What needs to be done.
Please go through the records below and return every line holding the word "cloud".

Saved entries
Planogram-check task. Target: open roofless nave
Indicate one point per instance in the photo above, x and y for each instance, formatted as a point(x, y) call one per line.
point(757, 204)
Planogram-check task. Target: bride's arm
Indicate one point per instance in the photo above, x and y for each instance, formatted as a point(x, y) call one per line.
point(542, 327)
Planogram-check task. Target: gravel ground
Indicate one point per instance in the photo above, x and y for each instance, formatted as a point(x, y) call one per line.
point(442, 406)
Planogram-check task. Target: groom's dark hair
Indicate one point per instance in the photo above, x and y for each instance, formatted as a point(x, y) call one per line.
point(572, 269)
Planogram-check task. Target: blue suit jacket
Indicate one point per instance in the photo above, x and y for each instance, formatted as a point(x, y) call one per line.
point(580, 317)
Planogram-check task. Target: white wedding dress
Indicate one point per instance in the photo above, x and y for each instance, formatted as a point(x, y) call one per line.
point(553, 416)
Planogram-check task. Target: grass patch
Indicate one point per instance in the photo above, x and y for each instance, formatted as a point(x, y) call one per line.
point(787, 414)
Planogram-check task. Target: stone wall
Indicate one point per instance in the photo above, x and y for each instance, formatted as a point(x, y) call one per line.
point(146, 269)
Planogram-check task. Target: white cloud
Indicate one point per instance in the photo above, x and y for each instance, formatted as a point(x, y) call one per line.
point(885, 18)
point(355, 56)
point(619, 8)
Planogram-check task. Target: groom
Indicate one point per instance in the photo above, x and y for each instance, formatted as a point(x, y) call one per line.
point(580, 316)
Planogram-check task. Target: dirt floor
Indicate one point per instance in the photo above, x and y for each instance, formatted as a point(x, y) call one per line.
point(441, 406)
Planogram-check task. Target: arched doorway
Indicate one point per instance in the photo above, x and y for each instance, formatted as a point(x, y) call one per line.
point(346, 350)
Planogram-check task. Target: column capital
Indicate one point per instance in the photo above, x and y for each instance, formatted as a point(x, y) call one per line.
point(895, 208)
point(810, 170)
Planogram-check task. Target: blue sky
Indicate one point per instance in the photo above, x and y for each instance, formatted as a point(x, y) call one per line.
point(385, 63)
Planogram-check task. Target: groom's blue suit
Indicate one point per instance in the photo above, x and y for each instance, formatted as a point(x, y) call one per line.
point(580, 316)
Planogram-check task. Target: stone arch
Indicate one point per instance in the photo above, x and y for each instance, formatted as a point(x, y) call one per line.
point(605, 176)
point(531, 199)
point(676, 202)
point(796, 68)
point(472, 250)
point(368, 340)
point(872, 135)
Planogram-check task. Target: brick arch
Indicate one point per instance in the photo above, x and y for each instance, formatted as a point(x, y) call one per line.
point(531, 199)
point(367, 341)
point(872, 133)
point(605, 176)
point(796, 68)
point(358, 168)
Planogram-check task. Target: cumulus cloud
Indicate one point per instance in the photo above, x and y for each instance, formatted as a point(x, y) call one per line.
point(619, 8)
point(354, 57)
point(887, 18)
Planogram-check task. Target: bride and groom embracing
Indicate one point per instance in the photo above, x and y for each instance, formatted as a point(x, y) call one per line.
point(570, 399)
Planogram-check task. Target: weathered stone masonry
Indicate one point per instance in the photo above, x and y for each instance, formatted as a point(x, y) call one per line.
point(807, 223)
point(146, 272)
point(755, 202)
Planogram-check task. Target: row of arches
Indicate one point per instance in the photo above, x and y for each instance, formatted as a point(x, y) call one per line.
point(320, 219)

Task result.
Planogram-check task. Target: white cloud
Planogram-check task. Target: cumulus cloud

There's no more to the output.